**** Metin bölümü ****

Source: Levent Ersin Orallı


Doktora öğrencisi ümmetin çocuklarıyla sohbet

2025 Kurban Bayramı arafesinde çeşitli İslam ülkelerinden yüksek lisans ve doktora öğrencileriyle Özel Sahrayıcedit Yükseköğrenim Erkek Öğrenci Yurdu’nda buluştuk..

Bu buluşmaya dair bir önceki “İslam ülkelerinden doktora öğrencileriyle buluşma..” başlıklı yazıda Türkiye’deki uluslararası öğrencilerin problemlerini anlatmış; bazı çözüm önerilerinde bulunmuştum.

Bu yazıda, büyük bölümü soru cevap şeklinde geçen sohbette müzakere edilen konuları ve konuşulanları aktaracağım.

Ele alınan meseleler, zaman, mekan ve aksiyon çerçevesine yerleştirilecek olursa; İslam milletinin tarih bilincini yitirmesi ve İslam ülkesinin parçalanmışlığı ve dağınıklığı, ümmetin İslam aksiyonu ihtiyacı gibi başlıklar altında toplanabilir.

****

* _Yazılı talimat A_: Öğrenci buluşmasını anlatan metne göre buluşmanın yapıldığı yurdun adını yazın.
* _Yazılı talimat B_: Öğrenci buluşmasını anlatan metinde "Doktora öğrencisi ümmetin" ile başlayıp "başlıklar altında toplanabilir." ile biten kısmı aynen aktarın.

**** Sağlanan bilgiler ****

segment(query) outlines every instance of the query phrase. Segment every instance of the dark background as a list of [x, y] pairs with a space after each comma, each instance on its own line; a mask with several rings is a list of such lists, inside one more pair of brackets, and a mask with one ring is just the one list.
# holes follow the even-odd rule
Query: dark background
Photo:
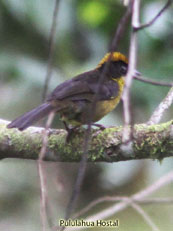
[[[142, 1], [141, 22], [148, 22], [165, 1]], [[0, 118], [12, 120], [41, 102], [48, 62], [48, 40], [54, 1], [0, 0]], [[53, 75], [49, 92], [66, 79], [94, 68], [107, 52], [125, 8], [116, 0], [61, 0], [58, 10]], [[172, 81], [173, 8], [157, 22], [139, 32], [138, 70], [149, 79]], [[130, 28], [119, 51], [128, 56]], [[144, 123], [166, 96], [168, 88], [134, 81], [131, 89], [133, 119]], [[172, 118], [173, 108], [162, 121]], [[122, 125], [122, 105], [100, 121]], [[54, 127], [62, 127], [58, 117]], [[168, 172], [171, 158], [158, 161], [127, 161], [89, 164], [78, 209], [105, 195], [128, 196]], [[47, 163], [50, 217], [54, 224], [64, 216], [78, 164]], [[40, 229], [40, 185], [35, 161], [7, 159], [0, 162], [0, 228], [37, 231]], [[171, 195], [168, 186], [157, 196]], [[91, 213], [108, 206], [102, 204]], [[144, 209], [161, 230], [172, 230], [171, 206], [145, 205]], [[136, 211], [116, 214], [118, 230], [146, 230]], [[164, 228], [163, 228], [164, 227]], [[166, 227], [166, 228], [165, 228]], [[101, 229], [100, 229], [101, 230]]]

****

* _Çözüm A_: Özel Sahrayıcedit Yükseköğrenim Erkek Öğrenci Yurdu

* _Çözüm B_:
Doktora öğrencisi ümmetin çocuklarıyla sohbet

2025 Kurban Bayramı arafesinde çeşitli İslam ülkelerinden yüksek lisans ve doktora öğrencileriyle Özel Sahrayıcedit Yükseköğrenim Erkek Öğrenci Yurdu’nda buluştuk..

Bu buluşmaya dair bir önceki “İslam ülkelerinden doktora öğrencileriyle buluşma..” başlıklı yazıda Türkiye’deki uluslararası öğrencilerin problemlerini anlatmış; bazı çözüm önerilerinde bulunmuştum.

Bu yazıda, büyük bölümü soru cevap şeklinde geçen sohbette müzakere edilen konuları ve konuşulanları aktaracağım.

Ele alınan meseleler, zaman, mekan ve aksiyon çerçevesine yerleştirilecek olursa; İslam milletinin tarih bilincini yitirmesi ve İslam ülkesinin parçalanmışlığı ve dağınıklığı, ümmetin İslam aksiyonu ihtiyacı gibi başlıklar altında toplanabilir.